* _MATERIAL FOR THIS EXERCISE_:
▼▼▼

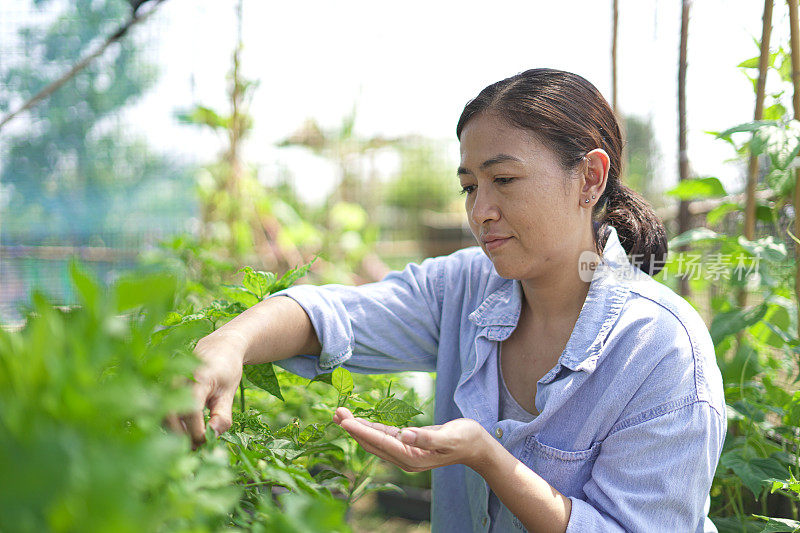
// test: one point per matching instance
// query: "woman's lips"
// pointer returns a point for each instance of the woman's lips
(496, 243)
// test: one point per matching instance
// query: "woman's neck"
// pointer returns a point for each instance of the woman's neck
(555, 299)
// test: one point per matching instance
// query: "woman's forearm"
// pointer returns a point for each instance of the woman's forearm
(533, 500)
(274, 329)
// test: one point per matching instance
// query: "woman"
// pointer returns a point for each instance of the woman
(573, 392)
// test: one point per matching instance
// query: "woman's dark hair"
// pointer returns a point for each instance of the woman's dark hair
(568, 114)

▲▲▲
▼▼▼

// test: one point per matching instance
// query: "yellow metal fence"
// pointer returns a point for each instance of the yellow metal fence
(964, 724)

▲▲▲
▼▼▼

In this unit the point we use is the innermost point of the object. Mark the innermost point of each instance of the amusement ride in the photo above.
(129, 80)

▲▲▲

* _THE PROBLEM_:
How many lines of the material above contain the string "yellow"? Reply with the number alone.

* _EXERCISE RESPONSE_:
2